PAGE:
#####
8.3.3.4 SM-11: Sleep Wake Error Timer; tINACTIVE

The sleep wake error (SWE) timer is a timer used to determine if specific external and internal functions are working. Upon power up, POR or UVSUP event, the SWE timer starts, tINACTIVE, and the processor has typically 4.5 minutes to configure the device, clear the PWRON flag or change the device to normal or listen mode. This feature cannot be disabled for power up. If the device has not had the PWRON flag cleared or been placed into normal or listen mode, it enters sleep mode. The SWE timer can be disabled for the other scenarios that cause the device to enter fail-safe mode by setting SWE_DIS; 8'h1C[7] = 1 and FS_DIS at 8'h17[0] = 1.
#####
LISTED RECORDS:
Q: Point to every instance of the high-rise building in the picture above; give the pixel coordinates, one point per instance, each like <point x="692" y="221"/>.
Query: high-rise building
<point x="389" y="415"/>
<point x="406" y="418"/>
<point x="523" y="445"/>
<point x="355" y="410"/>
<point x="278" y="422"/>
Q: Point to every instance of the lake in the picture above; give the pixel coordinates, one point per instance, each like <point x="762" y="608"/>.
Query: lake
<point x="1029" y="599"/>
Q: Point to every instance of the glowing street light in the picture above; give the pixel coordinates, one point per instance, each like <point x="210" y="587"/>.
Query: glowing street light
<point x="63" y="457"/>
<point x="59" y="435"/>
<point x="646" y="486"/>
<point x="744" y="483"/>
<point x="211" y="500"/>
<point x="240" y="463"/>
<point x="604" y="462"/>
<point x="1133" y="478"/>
#####
GIVEN TASK 1: Name each event that starts the SWE timer according to the sleep wake error timer section.
GIVEN TASK 2: From the sleep wake error timer section, write out the passage that begins at the words "8.3.3.4 SM-11: Sleep" and ends after the words "8'h17[0] = 1.".
The data has no connection to the sleep wake error timer section.

TASK RESULT 1: Power up, POR, and UVSUP.

TASK RESULT 2:
8.3.3.4 SM-11: Sleep Wake Error Timer; tINACTIVE

The sleep wake error (SWE) timer is a timer used to determine if specific external and internal functions are working. Upon power up, POR or UVSUP event, the SWE timer starts, tINACTIVE, and the processor has typically 4.5 minutes to configure the device, clear the PWRON flag or change the device to normal or listen mode. This feature cannot be disabled for power up. If the device has not had the PWRON flag cleared or been placed into normal or listen mode, it enters sleep mode. The SWE timer can be disabled for the other scenarios that cause the device to enter fail-safe mode by setting SWE_DIS; 8'h1C[7] = 1 and FS_DIS at 8'h17[0] = 1.